── Supplied material

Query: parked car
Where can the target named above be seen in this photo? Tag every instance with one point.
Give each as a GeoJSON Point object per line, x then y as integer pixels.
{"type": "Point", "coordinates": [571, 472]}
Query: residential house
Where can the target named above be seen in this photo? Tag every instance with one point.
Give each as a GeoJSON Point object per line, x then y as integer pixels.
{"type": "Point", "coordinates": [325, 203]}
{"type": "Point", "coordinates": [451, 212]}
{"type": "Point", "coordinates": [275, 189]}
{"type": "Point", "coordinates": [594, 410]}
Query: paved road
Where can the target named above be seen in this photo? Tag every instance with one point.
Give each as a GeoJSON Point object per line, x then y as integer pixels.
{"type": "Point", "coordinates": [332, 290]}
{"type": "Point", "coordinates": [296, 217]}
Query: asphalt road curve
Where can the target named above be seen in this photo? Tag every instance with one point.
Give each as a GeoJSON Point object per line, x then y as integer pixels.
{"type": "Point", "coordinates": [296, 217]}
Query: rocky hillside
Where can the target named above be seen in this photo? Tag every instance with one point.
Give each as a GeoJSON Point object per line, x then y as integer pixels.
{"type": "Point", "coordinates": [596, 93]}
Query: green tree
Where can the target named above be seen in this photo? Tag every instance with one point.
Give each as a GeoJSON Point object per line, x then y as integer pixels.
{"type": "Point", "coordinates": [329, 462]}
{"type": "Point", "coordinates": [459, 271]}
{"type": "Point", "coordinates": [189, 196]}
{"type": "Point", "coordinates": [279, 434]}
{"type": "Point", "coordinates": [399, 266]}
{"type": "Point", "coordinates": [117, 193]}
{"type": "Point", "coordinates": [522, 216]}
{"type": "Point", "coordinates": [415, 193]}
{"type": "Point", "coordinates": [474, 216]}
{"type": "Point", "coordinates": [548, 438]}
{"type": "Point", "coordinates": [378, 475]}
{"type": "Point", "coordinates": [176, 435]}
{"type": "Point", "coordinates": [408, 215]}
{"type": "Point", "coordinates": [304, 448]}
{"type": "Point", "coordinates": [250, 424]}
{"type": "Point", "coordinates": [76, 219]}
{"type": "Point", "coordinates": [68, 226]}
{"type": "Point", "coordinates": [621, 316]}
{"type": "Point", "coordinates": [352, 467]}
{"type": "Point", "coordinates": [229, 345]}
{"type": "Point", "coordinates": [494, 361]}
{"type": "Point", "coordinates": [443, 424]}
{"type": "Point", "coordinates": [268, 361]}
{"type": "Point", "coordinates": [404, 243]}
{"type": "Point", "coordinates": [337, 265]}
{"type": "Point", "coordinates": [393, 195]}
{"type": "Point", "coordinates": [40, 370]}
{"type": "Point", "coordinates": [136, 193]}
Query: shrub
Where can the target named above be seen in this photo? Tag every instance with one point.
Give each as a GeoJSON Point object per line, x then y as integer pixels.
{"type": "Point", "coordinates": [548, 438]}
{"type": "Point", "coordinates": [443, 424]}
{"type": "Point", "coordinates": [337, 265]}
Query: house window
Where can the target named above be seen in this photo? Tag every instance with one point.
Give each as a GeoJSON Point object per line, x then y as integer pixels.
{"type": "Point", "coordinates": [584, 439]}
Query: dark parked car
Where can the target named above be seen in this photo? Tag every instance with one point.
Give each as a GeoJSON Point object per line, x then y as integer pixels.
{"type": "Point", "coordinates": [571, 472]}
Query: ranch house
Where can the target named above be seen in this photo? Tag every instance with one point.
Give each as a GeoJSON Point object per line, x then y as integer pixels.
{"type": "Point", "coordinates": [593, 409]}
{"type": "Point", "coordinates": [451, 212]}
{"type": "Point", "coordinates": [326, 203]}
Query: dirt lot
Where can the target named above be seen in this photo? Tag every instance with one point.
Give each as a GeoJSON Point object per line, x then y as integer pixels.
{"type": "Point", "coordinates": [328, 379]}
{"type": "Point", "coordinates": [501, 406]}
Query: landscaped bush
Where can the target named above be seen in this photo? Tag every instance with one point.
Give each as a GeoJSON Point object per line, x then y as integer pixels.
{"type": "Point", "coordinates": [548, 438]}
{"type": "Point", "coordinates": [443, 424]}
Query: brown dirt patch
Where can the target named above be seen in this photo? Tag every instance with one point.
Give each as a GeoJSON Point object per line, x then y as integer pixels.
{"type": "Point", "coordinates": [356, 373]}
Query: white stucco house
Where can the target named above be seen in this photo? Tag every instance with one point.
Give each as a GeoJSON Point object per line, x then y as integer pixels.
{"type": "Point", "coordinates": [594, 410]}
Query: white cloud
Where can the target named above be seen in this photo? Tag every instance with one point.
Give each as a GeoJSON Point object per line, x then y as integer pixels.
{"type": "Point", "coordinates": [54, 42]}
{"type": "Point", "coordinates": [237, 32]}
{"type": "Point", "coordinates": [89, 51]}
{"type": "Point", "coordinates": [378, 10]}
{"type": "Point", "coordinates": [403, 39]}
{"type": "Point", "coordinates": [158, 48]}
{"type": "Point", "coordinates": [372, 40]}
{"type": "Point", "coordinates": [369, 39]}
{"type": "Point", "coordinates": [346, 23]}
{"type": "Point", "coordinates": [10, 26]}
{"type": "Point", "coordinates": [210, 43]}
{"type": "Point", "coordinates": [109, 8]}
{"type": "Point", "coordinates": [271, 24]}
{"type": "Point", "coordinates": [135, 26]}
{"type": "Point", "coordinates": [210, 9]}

────

§ What is expected
Could you transcribe every entry exactly, without altering anything?

§ Solution for this problem
Query: parked car
Where can the target named above be seen in this photo? Tag every instance with one point.
Give each as a GeoJSON Point object per line, x then y as integer pixels.
{"type": "Point", "coordinates": [571, 472]}
Query: residential house
Where can the target named above be seen in this photo? Tag every instance with one point.
Give each as a GeoJSON Point object per line, x then y as integer pixels.
{"type": "Point", "coordinates": [325, 203]}
{"type": "Point", "coordinates": [451, 212]}
{"type": "Point", "coordinates": [275, 189]}
{"type": "Point", "coordinates": [594, 410]}
Query: paved road
Where can the target named above be seen in this photo? Tag every instance with one point.
Give each as a GeoJSON Point object per line, x then y as integer pixels.
{"type": "Point", "coordinates": [332, 290]}
{"type": "Point", "coordinates": [296, 217]}
Query: asphalt road curve
Where can the target named above be seen in this photo? Tag every instance with one point.
Give each as a GeoJSON Point object per line, x then y as integer pixels.
{"type": "Point", "coordinates": [296, 217]}
Query: rocky hillside
Where can the target named above be seen in this photo? Tag every instance with one point.
Give each as a GeoJSON Point object per line, x then y as integer pixels.
{"type": "Point", "coordinates": [596, 93]}
Query: green tree
Where can the target named above be seen in this photo? Tag every instance with one point.
Give each as a GeoJSON Point object per line, x then y as integer pixels.
{"type": "Point", "coordinates": [329, 462]}
{"type": "Point", "coordinates": [459, 271]}
{"type": "Point", "coordinates": [189, 196]}
{"type": "Point", "coordinates": [279, 434]}
{"type": "Point", "coordinates": [399, 266]}
{"type": "Point", "coordinates": [117, 193]}
{"type": "Point", "coordinates": [522, 216]}
{"type": "Point", "coordinates": [415, 193]}
{"type": "Point", "coordinates": [474, 216]}
{"type": "Point", "coordinates": [548, 438]}
{"type": "Point", "coordinates": [378, 475]}
{"type": "Point", "coordinates": [176, 435]}
{"type": "Point", "coordinates": [408, 215]}
{"type": "Point", "coordinates": [304, 448]}
{"type": "Point", "coordinates": [250, 424]}
{"type": "Point", "coordinates": [76, 219]}
{"type": "Point", "coordinates": [68, 226]}
{"type": "Point", "coordinates": [621, 316]}
{"type": "Point", "coordinates": [352, 467]}
{"type": "Point", "coordinates": [229, 345]}
{"type": "Point", "coordinates": [494, 361]}
{"type": "Point", "coordinates": [443, 424]}
{"type": "Point", "coordinates": [268, 361]}
{"type": "Point", "coordinates": [404, 243]}
{"type": "Point", "coordinates": [337, 265]}
{"type": "Point", "coordinates": [393, 195]}
{"type": "Point", "coordinates": [40, 370]}
{"type": "Point", "coordinates": [136, 193]}
Query: shrub
Where can the target named above be seen in this photo? Tag every instance with one point.
Give each as a GeoJSON Point object per line, x then y as integer pixels.
{"type": "Point", "coordinates": [548, 438]}
{"type": "Point", "coordinates": [443, 424]}
{"type": "Point", "coordinates": [337, 265]}
Query: house window
Where can the target named above be seen in this photo? Tag every instance with one point.
Give each as a GeoJSON Point object per line, x then y as integer pixels.
{"type": "Point", "coordinates": [584, 439]}
Query: dark parked car
Where can the target named above be seen in this photo? Tag every instance with one point.
Give each as a GeoJSON Point object per line, x then y as integer pixels.
{"type": "Point", "coordinates": [571, 472]}
Query: ranch house
Where can the target named above be seen in this photo? Tag every instance with one point.
Give each as a GeoJSON Point object per line, x then y as integer pixels.
{"type": "Point", "coordinates": [593, 409]}
{"type": "Point", "coordinates": [451, 212]}
{"type": "Point", "coordinates": [326, 203]}
Query: dirt lot
Where can the target named above be seen in this photo? Tag every instance with one point.
Give each as a GeoJSON Point object per line, x then y as integer pixels.
{"type": "Point", "coordinates": [328, 379]}
{"type": "Point", "coordinates": [501, 406]}
Query: landscaped bush
Where can the target named above be seen in this photo? Tag every instance with one point.
Give each as a GeoJSON Point object per line, x then y as integer pixels.
{"type": "Point", "coordinates": [548, 438]}
{"type": "Point", "coordinates": [443, 424]}
Query: brown dirt patch
Where can the target named above be seen in this photo? Tag every instance with one point.
Give each as a GeoJSON Point object per line, x then y as integer pixels.
{"type": "Point", "coordinates": [356, 373]}
Query: white stucco house
Where can the target named above be seen in this photo? Tag every instance with one point.
Give each as a GeoJSON Point object per line, x then y as integer pixels.
{"type": "Point", "coordinates": [594, 410]}
Query: white cloud
Where can the target named above be seen in this photo? Tag every instance with one point.
Give each as a GeoJSON Point object per line, x then y as integer pixels.
{"type": "Point", "coordinates": [54, 42]}
{"type": "Point", "coordinates": [237, 32]}
{"type": "Point", "coordinates": [89, 51]}
{"type": "Point", "coordinates": [378, 10]}
{"type": "Point", "coordinates": [403, 39]}
{"type": "Point", "coordinates": [158, 48]}
{"type": "Point", "coordinates": [372, 40]}
{"type": "Point", "coordinates": [369, 39]}
{"type": "Point", "coordinates": [346, 23]}
{"type": "Point", "coordinates": [10, 26]}
{"type": "Point", "coordinates": [210, 43]}
{"type": "Point", "coordinates": [109, 8]}
{"type": "Point", "coordinates": [271, 24]}
{"type": "Point", "coordinates": [135, 26]}
{"type": "Point", "coordinates": [210, 9]}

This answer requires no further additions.